■ **Tarefa proposta 1**: No trecho sobre a imagem e a memória, quem são apontados como co-fundadores da nomenclatura "Indústria Cultural"?

■ **Trecho do texto**:
—————

Como é construído o jogo com a dialética das lembranças humanas na obra prima de Duras e Resnais.
Por Davi Krasil
Não são poucos os pensadores que se dispuseram a tentar compreender o papel da imagem como artifício para a transfiguração da finitude de acontecimentos históricos. Embora a expiração desses momentos possa ser subvertida pelo intermédio de outras estratégias — entre as quais podemos destacar a tradição oral, posteriormente convertida na prática da escrita -, seria injusto ignorar o fascínio originado pela dimensão imagética, capaz de enraizar lembretes compartilhados pelo imaginário coletivo.
É verdadeiro que o entendimento em relação a mesma nem sempre se expressa com positividade. Os escritos do crítico literário Roland Barthes, por exemplo, apontam para a um deslocamento natural da manifestação que é registrada, fadada a um desnaturamento condicionado por sua reprodução expressiva, mal que também seria denunciado pelo autor Walter Benjamin, em seu livro “A Reprodutibilidade da Imagem Fotográfica”. Nesse ínterim, ao lado da filosofia de nomes como Theodor Adorno e Max Horkheimer, co-fundadores da nomenclatura “Indústria Cultural”, é evidente esse esvaziamento da imagem para o qual tantos apontam, capaz de extrair a essência primária de memórias que nunca requisitaram uma imortalidade supranatural.
Para além dessa lógica filosófica, entretanto, é igualmente necessário reconhecer, paralelo a um código mercadológico que acaba se associando a sua produção em massa, que a adoração pelo visual também condiciona expressivos ramos artísticos. Dentre os quais merece destaque a Sétima Arte, dona de incontáveis recursos na imortalização de narrativas contadas por imagens.

—————

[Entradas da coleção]
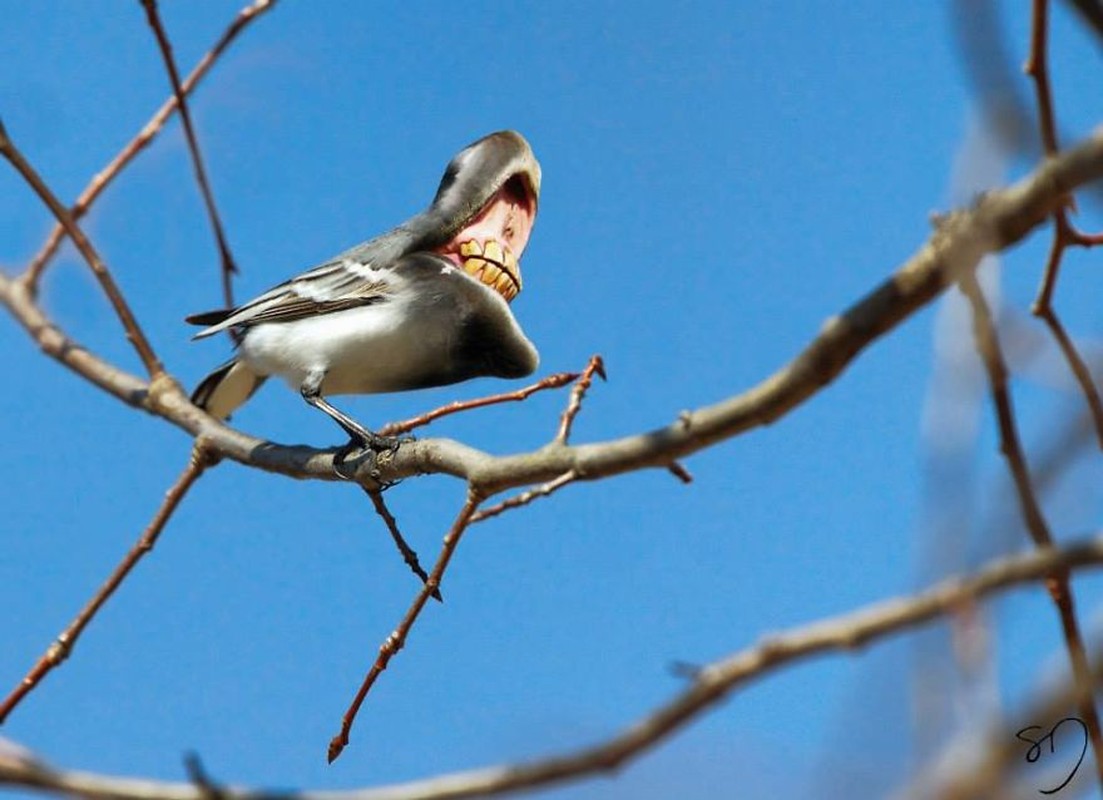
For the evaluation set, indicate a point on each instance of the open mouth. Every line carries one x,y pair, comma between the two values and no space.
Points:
490,246
492,264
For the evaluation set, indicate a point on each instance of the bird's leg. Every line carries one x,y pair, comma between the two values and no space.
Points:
311,392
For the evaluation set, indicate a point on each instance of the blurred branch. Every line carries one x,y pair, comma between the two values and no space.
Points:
1060,590
228,268
63,646
1091,12
397,639
1064,234
134,332
711,684
104,178
408,554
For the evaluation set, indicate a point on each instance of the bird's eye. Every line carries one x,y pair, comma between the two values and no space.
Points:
515,191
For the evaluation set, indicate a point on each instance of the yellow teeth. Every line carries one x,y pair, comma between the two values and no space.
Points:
493,252
492,264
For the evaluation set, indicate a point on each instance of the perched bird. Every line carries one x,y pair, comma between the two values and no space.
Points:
424,305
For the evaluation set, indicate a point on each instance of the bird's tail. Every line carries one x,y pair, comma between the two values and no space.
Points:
225,388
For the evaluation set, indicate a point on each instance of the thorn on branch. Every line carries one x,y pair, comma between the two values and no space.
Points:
197,775
681,472
596,366
559,379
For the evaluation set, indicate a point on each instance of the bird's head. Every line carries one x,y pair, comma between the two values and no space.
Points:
485,208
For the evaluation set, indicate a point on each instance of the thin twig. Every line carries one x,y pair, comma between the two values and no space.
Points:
1064,233
575,404
710,684
150,361
987,344
104,178
559,379
63,646
397,639
408,554
228,268
526,497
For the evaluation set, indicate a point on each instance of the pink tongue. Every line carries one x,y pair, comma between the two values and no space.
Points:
506,219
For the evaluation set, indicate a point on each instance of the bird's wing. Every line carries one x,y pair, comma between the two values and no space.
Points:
330,287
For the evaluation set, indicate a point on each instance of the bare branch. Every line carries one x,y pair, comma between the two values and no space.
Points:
575,404
559,379
104,178
408,554
711,684
987,344
397,639
228,268
63,646
9,150
525,497
1064,234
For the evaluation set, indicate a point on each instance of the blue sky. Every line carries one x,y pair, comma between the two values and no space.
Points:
718,179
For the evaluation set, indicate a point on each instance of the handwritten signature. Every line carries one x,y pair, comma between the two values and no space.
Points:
1036,744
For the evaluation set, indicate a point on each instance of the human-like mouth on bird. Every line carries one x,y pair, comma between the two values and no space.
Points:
489,247
493,264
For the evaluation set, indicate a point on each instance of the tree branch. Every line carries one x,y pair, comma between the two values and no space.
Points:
998,220
713,683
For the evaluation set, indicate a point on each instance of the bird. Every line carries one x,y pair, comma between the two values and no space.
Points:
426,304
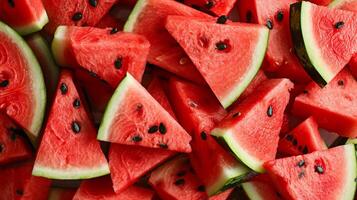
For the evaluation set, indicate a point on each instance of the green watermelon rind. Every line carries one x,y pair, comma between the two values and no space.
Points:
134,15
38,83
71,173
257,61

—————

■ **Tarefa proposta 2**: Converta em uma tabela Markdown, com as colunas "Nº" e "Conteúdo", tudo o que vai da linha das entradas da coleção que contém "of the tree" até a última dessas linhas, incluídas ambas as extremidades. Omita as linhas em branco e as imagens.

■ **Solução redigida 1**: Theodor Adorno e Max Horkheimer.

■ **Solução redigida 2**:
| Nº | Conteúdo |
|---|---|
| 1 | For the evaluation set, indicate a point on each instance of the tree branch. Every line carries one x,y pair, comma between the two values and no space. |
| 2 | Points: |
| 3 | 998,220 |
| 4 | 713,683 |
| 5 | For the evaluation set, indicate a point on each instance of the bird. Every line carries one x,y pair, comma between the two values and no space. |
| 6 | Points: |
| 7 | 426,304 |
| 8 | For the evaluation set, indicate a point on each instance of the green watermelon rind. Every line carries one x,y pair, comma between the two values and no space. |
| 9 | Points: |
| 10 | 134,15 |
| 11 | 38,83 |
| 12 | 71,173 |
| 13 | 257,61 |